The records:
********************

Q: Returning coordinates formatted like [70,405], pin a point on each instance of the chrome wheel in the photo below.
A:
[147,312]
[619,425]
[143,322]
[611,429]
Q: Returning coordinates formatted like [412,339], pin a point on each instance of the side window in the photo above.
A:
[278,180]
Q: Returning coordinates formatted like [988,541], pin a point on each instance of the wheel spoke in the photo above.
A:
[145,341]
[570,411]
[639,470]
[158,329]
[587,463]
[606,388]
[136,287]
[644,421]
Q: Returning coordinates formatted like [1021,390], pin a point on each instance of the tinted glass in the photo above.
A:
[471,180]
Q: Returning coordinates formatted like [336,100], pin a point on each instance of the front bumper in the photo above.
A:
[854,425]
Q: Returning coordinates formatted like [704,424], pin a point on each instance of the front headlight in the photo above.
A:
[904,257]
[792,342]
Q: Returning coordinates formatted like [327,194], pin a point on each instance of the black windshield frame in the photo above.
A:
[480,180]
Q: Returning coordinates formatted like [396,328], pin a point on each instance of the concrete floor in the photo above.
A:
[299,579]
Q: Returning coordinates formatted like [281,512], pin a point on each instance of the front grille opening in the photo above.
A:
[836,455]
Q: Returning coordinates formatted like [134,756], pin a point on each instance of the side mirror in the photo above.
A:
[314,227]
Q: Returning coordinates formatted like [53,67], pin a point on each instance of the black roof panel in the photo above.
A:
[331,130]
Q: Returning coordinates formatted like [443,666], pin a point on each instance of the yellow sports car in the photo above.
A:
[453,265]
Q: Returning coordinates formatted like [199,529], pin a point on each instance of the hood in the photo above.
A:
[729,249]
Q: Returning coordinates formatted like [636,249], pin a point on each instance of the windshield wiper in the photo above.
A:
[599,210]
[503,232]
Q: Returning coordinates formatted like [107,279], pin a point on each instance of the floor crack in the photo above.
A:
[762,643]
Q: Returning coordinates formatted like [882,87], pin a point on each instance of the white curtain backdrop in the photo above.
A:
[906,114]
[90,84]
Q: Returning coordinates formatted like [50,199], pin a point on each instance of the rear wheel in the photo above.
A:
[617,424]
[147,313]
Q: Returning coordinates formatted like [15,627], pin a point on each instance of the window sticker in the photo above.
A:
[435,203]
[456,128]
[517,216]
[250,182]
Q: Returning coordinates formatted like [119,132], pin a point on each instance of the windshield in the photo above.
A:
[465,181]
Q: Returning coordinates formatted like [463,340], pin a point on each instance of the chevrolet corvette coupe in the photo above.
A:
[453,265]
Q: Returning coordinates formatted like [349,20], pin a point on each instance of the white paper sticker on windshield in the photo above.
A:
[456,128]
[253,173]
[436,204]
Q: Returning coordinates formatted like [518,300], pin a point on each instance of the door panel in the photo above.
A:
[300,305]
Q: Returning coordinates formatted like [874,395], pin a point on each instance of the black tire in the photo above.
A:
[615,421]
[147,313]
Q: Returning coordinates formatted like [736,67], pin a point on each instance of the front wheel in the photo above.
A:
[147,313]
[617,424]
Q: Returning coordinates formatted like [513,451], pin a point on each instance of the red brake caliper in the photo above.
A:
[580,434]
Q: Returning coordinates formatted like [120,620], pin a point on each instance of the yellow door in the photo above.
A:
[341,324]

********************

Work instruction: Each line of the listing has to be repeated exactly in the reply.

Answer for the task:
Q: Returning coordinates formatted like [70,405], pin a point on each instance of the chrome wheel in the photo below.
A:
[147,312]
[619,425]
[143,322]
[611,429]
Q: Returning coordinates formatted like [412,339], pin a point on each instance of the side window in the photo above.
A:
[278,180]
Q: Returning coordinates formatted like [988,541], pin a point on each instance of the wheel spoke in the photo above.
A:
[145,341]
[570,411]
[639,470]
[158,329]
[587,463]
[606,388]
[136,287]
[644,421]
Q: Returning coordinates formatted like [1021,390], pin a point on each instance of the tinted glass in the photo above.
A:
[471,180]
Q: Returning coordinates formatted like [336,100], pin a point on each instance of the front bumper in the photo above.
A:
[854,425]
Q: Returning coordinates formatted like [704,424], pin a point on each instance of the front headlight in the photo above.
A:
[904,257]
[792,342]
Q: Returning coordinates formatted like [327,194], pin a point on each instance of the black windshield frame in the photo above.
A:
[480,180]
Q: Returning coordinates formatted like [396,328], pin a point on each instance of the concrete floor in the photo above.
A:
[299,579]
Q: Returning coordinates formatted like [281,512], pin a point on each instance of the front grille opening in the photo above.
A:
[836,455]
Q: Returning coordinates formatted like [134,756], pin a point on each instance of the side mirror in the photo above.
A:
[314,227]
Q: Returning coordinates formatted like [53,67], pin a point on each instance of the black roof panel in the photo above.
A:
[331,130]
Q: Returning coordinates formatted like [443,666], pin a point on each instance of the yellow sports car in the photo above.
A:
[453,265]
Q: Returning coordinates formatted like [199,529], pin a point on each instance of the hood in the photo above.
A:
[729,249]
Q: Returning coordinates formatted like [636,249], pin a point on each instance of the windshield wiper in the photo above.
A:
[599,210]
[503,232]
Q: Returning coordinates formatted like [107,279], pin a point on each instance of the floor crack in the photo above.
A:
[762,643]
Q: Returning coordinates formatted like [882,87], pin a point on each instance of the white curtain backdrop in the photo above.
A:
[906,114]
[90,84]
Q: Returning coordinates formatted like [50,199], pin a point on each instance of the rear wheel in the photo above.
A:
[617,424]
[147,313]
Q: Returning coordinates formatted like [15,627], pin a point on each instance of the window sticker in the photo above.
A:
[435,203]
[456,128]
[517,216]
[250,182]
Q: Returning coordinates formatted like [119,132], pin a point on each instance of the windshield in the photo above.
A:
[465,181]
Q: Returning coordinates formatted like [463,340], pin a point on each instance of the chevrolet corvette coupe in the photo above.
A:
[453,265]
Q: Returning coordinates formatted like [349,20], pin a point on each instance of the white paper sticker on windshield in the photo above.
A:
[456,128]
[253,173]
[436,204]
Q: Returning coordinates formatted like [518,300], pin a point on each instance of the door panel in the photo above.
A:
[300,305]
Q: Returning coordinates formatted like [874,395], pin a point on each instance of the black tire in the photo above.
A:
[615,421]
[147,313]
Q: Returning coordinates formatted like [736,67], pin a point on each instance of the front wheel in the photo above.
A:
[147,313]
[617,424]
Q: Returning coordinates formatted like [513,451], pin a point on each instance of the red brake caliper in the photo above.
A:
[580,434]
Q: Returning coordinates formatted like [120,620], pin a point on each instance of the yellow door in the photo above.
A:
[341,324]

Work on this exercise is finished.